◆ TASK DESCRIPTION
Substitute "couch armrest" for "sofa armrest" in the listing lines between the line holding "Locate the wall-mounted" and the line holding "(1198, 402)", inclusive. Give only those lines, with all else unchanged.

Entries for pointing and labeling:

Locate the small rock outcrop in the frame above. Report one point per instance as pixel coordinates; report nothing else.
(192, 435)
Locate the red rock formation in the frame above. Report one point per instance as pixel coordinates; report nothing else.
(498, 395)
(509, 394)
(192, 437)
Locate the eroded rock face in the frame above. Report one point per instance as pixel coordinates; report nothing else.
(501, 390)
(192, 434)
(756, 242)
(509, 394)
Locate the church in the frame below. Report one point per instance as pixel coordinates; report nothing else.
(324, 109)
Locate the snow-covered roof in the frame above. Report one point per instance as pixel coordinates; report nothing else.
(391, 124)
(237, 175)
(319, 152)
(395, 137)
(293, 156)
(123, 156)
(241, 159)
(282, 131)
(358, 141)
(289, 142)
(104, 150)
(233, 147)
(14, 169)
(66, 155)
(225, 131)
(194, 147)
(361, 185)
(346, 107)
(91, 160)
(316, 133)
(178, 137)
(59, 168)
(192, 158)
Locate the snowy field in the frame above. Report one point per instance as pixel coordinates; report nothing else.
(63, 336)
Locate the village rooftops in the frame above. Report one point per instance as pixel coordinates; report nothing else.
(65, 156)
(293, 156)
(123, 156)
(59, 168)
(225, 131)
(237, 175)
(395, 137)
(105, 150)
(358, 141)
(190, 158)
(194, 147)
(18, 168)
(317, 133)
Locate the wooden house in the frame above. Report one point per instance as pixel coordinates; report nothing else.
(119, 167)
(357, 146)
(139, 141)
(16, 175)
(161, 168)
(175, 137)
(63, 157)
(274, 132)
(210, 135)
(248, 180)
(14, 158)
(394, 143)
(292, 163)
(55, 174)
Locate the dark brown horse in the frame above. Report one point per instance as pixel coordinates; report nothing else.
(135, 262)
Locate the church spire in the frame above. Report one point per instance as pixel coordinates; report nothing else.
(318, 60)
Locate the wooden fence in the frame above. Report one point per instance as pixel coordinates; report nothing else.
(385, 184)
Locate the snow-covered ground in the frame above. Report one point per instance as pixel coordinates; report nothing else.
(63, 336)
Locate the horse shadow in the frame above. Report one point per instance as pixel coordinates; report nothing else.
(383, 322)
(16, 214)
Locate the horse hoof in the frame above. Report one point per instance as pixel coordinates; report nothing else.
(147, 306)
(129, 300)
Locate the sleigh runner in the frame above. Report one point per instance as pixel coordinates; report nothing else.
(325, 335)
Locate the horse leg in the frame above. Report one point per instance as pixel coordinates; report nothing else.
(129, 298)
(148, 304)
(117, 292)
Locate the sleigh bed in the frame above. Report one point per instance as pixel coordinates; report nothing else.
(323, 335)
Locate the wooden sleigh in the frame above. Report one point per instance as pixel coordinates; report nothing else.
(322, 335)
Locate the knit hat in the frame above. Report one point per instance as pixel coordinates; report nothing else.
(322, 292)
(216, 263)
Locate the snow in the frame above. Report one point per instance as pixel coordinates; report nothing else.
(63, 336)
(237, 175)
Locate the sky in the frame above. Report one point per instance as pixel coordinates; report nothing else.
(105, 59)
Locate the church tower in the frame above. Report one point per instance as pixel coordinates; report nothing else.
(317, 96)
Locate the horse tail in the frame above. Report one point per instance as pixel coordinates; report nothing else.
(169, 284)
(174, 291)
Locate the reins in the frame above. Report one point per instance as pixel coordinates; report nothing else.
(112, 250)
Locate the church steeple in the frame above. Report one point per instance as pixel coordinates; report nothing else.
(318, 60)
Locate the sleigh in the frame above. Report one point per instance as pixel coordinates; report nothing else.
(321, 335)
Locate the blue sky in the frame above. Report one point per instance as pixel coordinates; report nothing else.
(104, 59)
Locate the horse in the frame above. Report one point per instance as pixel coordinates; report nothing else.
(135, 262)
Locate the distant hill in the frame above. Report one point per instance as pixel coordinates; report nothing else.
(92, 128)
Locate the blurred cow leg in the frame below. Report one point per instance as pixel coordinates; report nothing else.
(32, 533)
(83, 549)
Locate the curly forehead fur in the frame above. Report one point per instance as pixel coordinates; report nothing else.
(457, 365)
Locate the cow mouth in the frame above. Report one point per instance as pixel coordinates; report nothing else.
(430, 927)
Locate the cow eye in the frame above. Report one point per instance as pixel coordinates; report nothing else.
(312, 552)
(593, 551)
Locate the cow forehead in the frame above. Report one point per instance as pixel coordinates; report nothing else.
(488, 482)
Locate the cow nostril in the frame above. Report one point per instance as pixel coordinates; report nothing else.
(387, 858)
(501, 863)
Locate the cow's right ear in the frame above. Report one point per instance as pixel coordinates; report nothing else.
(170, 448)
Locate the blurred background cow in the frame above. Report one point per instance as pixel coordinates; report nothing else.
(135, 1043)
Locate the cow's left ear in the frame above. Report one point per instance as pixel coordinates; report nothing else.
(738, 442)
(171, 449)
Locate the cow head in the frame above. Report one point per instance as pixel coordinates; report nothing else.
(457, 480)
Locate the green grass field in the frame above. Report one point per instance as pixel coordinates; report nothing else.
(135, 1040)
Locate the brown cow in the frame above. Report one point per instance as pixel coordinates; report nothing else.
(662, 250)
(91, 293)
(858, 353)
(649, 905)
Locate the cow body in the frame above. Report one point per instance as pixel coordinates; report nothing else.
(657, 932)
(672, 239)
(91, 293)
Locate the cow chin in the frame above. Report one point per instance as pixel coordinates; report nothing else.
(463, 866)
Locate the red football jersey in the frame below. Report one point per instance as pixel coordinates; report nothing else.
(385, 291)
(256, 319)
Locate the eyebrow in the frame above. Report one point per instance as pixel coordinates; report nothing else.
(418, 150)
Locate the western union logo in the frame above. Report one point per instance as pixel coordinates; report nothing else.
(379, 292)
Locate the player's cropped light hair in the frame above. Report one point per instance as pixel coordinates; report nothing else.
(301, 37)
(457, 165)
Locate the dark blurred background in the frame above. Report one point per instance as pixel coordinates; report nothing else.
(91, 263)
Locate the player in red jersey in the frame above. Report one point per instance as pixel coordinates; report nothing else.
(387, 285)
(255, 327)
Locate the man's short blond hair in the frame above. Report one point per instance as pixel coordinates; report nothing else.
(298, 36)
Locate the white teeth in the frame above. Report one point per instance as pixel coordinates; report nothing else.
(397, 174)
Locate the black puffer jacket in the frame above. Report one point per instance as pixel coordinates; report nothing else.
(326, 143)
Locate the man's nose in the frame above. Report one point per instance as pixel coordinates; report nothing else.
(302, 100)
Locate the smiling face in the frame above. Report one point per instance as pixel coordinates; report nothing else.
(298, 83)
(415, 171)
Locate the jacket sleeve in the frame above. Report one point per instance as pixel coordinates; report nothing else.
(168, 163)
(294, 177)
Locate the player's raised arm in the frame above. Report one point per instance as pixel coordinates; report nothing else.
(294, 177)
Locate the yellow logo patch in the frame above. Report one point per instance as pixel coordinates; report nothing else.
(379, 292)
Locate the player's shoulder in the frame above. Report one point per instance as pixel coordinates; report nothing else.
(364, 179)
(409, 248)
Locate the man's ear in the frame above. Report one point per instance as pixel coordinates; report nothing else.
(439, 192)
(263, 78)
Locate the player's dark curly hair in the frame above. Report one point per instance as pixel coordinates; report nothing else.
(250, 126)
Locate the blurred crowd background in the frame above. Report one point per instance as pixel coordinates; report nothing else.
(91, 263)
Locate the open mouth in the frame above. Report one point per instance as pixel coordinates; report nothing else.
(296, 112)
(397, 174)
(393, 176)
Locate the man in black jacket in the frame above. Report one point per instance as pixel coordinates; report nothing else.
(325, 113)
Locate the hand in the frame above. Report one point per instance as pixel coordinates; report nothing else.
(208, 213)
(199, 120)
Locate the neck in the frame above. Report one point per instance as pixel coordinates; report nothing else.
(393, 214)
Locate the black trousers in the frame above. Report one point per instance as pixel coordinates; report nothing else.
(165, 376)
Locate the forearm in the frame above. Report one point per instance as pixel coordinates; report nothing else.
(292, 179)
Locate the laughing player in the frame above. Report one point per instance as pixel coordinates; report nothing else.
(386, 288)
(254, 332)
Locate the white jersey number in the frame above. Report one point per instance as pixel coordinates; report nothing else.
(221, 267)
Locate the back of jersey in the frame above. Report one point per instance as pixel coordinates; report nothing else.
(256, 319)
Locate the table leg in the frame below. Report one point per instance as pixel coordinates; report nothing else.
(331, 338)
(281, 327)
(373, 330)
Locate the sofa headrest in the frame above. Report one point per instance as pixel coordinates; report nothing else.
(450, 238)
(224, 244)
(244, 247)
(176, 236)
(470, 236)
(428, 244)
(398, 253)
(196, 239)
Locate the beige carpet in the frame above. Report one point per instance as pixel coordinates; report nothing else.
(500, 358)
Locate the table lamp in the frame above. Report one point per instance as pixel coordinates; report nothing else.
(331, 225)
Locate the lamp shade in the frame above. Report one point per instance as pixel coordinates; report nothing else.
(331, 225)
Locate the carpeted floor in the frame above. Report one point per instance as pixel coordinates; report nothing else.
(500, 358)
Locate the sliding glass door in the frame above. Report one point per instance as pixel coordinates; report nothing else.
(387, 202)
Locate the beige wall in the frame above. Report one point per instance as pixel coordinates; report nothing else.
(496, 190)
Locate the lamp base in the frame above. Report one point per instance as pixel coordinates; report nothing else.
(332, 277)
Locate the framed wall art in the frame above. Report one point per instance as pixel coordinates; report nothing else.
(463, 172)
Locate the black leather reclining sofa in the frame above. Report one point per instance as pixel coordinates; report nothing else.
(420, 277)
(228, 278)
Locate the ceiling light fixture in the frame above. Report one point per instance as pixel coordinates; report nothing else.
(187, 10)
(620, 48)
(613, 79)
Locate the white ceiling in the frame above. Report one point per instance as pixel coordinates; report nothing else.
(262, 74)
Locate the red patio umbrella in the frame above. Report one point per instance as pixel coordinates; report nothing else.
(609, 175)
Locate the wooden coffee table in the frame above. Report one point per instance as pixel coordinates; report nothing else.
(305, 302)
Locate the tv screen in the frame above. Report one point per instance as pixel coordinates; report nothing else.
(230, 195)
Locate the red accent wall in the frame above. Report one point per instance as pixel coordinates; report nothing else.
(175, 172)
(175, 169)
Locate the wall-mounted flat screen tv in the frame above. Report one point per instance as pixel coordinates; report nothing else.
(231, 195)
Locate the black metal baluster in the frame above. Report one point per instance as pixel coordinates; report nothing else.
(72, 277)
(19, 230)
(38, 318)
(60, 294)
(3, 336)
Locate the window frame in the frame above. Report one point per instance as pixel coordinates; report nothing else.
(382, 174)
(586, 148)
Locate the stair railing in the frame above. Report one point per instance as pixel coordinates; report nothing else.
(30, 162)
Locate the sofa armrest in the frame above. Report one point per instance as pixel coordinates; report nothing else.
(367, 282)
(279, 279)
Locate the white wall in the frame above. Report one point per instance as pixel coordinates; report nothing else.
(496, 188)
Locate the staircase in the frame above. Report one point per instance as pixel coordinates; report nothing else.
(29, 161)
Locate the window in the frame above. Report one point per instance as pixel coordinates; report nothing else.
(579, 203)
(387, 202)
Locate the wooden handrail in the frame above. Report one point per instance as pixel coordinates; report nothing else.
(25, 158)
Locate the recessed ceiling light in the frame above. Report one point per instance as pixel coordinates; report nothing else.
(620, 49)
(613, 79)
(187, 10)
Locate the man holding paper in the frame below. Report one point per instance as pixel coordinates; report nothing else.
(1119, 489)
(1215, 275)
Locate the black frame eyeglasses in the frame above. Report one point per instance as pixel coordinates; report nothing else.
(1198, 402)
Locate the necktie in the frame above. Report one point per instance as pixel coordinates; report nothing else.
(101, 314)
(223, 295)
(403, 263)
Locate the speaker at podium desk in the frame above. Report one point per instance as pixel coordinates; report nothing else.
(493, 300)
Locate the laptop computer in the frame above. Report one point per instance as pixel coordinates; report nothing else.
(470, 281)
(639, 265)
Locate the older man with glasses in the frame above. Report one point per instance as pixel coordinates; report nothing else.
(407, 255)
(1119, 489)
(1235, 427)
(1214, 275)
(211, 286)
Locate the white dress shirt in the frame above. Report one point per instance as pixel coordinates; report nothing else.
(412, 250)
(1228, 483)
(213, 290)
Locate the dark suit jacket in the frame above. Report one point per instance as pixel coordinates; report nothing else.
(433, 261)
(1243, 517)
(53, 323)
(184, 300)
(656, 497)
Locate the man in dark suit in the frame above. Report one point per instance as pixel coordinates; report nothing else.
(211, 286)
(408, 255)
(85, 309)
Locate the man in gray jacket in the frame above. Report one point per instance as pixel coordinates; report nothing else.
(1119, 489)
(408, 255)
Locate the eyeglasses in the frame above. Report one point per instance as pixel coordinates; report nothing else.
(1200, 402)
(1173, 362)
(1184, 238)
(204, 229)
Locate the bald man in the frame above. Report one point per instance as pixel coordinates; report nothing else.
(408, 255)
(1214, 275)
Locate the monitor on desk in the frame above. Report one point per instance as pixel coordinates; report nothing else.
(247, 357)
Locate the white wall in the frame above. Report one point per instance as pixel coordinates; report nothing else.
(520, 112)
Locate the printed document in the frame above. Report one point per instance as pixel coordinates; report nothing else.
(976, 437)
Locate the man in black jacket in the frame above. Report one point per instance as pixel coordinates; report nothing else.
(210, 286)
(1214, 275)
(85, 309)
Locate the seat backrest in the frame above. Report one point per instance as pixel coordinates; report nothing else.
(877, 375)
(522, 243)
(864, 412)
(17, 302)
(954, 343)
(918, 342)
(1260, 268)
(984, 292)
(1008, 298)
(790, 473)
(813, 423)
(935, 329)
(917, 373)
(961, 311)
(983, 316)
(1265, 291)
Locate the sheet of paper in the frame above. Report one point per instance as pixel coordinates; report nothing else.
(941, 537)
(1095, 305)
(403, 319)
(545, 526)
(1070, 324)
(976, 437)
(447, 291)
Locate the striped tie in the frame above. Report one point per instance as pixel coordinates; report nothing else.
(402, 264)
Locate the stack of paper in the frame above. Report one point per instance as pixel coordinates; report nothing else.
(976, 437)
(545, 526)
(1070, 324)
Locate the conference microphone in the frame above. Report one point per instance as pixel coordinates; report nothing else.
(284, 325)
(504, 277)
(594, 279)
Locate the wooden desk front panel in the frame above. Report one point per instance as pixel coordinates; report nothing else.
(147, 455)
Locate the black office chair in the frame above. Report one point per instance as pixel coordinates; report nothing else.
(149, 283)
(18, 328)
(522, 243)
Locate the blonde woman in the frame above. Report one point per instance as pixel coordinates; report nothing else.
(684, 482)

◆ FINISHED TASK
Locate the wall-mounted flat screen tv in the frame above. Report one point per instance as pixel coordinates; report nothing else.
(231, 195)
Locate the black metal baluster in the frame above. Report one point per instance as pixel coordinates; report nothing else.
(72, 277)
(19, 230)
(38, 318)
(60, 294)
(3, 336)
Locate the window frame in the frame above. Report one point per instance as pixel coordinates; report nothing else.
(382, 174)
(586, 148)
Locate the stair railing in the frame above. Report one point per instance as pixel coordinates; report nothing else.
(30, 162)
Locate the couch armrest in the frame above. Report one point per instance as pixel coordinates; report nothing else.
(367, 282)
(279, 279)
Locate the white wall in the frame above. Report one point per instance as pixel coordinates; report nothing else.
(496, 188)
Locate the staircase in the frame above. Report one point per instance as pixel coordinates; report nothing else.
(29, 161)
Locate the window in the frame above. Report one point per instance as pixel coordinates; report nothing else.
(579, 203)
(387, 202)
Locate the wooden handrail in the frame above. Report one point per instance as pixel coordinates; report nothing else.
(25, 158)
Locate the recessed ceiling light in the frame above. Report one point per instance as pixel coordinates; report nothing else.
(620, 49)
(613, 79)
(187, 10)
Locate the man holding paper in the frame below. Report one point per instance as pixel coordinates; report nothing else.
(1119, 489)
(1215, 275)
Locate the black frame eyeglasses in the frame above. Report one point per instance as pixel coordinates; report nothing else.
(1198, 402)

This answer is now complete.